- Exodus 16:8
“But Jesus, knowing in himself that his disciples were grumbling about this, said to them, ‘Do you take offense at this?’”
- John 6:61
“Do not grumble against one another, brothers, so that you may not be judged; behold, the Judge is standing at the door.”
- James 5:9
“Murmuring is but as smoke of the fire: there is first a smoke and smouldering before the flame breaks forth; and so before open rebellion in a kingdom there is first a smoke of murmuring, and then it breaks forth into open rebellion. But because it has the seeds of rebellion, it is accounted before the Lord to be rebellion.”
- Jeremiah Burroughs, The Rare Jewel of Christian Contentment, p. 140
“Grumbling may seem like a little thing—a little sin—but I would like to propose to you that grumbling is a pollutant in the waters of your heart. It will kill life.”
– Paul Tripp, JBC, #18, “Grumbling, A Look at a ‘Little’ Sin”, p. 48
“Jesus answered them, ‘Do not grumble among yourselves.’”
- John 6:43
Dear Christ Our Redeemer Family and Friends,
I am more familiar with some sins than others. If there were an Olympic medal given for grumbling and complaining I think would receive the gold. I am more aware of this sin now than I’ve ever been, and when I see it in my own heart and hear it from my own mouth God has been gracious to bring me increased conviction of this sin. Grumbling is like soul cancer. It is like a can of black spraypaint that begins to shade everything around us. Grumbling calls into question the ever-benevolent character of God. The psalmist declares that God’s faithfulness endures forever (Psalm 117:2), but the grumbler takes issue with the psalmist, and then takes issue with God Himself. When I grumble and complain I am indicting the character of God and making a judgment about His all-inclusive and ever-charitable mercies in my life. I am declaring God’s rule insufficient and flawed and then equally I’m declaring my perception of how best to order the world as being superior. This is consummate rebellion and the apex of arrogance.
The orginal Greek word carries the sense of muttering in a low tone. It is as if we voice our complaint just out of earshot. As I looked at different passages about grumbling I noticed a couple of things. 1) Jesus knew that his disciples were grumbling (John 6:61). They may have thought they were out of earshot, but He knew their hearts. He heard their grumbling in spite of their attempts at concealment. This is a sobering realization. And, 2) In both the case of Israel grumbling and the case of the disciples grumbling both instances were preceded by incredible grace and providence. For Israel, they had been been fed manna in the wilderness by an extraordinary act of God and yet they grumbled. And then in similar manner, when Jesus performs a miracle and then begins to discuss Himself being the true manna from heaven, the disciples grumble. Jesus is directing them to the Cross and they complain. What wickedness in the human heart! God shows grace and the sinner grumbles. Dear friends, we need mercy, because God takes this sin seriously. My sin of grumbling required Christ’s death on the Cross.
I’m grateful for increased conviction of this sin and I’m growing to hate my grumbling more and more. May God bring all of us even more conviction about grumbling and may we begin to exchange grumbling for gratitude, not in low tones, but in loud expressions of thankfulness.

## EXCERPTED DATA:
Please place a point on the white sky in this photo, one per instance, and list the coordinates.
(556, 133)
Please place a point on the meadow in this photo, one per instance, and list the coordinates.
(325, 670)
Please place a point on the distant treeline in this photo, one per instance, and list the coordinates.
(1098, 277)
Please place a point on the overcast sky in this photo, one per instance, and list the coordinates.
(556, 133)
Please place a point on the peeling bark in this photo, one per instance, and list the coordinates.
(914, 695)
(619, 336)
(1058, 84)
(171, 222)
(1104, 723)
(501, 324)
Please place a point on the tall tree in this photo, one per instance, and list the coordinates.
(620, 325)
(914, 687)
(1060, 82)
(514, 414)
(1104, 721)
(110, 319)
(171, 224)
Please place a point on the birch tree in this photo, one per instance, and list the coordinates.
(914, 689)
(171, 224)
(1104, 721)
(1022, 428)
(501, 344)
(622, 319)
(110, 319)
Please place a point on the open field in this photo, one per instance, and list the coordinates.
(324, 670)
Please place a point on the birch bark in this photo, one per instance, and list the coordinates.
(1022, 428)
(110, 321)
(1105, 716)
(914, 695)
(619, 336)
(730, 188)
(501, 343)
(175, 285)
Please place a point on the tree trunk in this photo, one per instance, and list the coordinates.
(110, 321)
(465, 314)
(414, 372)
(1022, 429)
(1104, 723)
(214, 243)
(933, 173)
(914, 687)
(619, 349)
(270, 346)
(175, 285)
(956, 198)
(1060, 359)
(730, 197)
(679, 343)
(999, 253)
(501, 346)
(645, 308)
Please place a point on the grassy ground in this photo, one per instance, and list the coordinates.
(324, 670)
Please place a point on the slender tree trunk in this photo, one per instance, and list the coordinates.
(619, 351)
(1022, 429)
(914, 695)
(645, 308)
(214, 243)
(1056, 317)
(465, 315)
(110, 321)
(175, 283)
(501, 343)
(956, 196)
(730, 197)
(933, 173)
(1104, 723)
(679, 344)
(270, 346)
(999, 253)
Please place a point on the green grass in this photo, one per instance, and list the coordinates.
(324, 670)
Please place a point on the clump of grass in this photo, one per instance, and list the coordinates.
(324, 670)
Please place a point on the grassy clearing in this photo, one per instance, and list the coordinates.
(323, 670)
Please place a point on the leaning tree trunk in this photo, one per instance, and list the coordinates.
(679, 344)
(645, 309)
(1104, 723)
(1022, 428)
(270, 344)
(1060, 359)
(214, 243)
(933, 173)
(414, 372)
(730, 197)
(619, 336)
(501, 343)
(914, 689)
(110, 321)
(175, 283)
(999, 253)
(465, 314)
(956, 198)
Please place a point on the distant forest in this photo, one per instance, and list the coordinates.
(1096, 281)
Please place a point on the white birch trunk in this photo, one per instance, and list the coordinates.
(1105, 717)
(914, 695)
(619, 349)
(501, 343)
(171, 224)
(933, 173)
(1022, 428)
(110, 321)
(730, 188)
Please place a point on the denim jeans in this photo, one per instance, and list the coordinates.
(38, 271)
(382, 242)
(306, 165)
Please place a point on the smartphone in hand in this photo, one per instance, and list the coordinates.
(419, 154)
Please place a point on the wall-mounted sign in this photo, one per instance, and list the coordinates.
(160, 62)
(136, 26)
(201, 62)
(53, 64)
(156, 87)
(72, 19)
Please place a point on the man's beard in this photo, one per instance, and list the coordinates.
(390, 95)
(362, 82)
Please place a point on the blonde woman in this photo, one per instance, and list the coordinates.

## ASSIGNMENT:
Reproduce word for word the part of the letter on grumbling starting at "I’m grateful for" and ending at "expressions of thankfulness.". The items have no connection to the letter on grumbling.

## TASK RESULT:
I’m grateful for increased conviction of this sin and I’m growing to hate my grumbling more and more. May God bring all of us even more conviction about grumbling and may we begin to exchange grumbling for gratitude, not in low tones, but in loud expressions of thankfulness.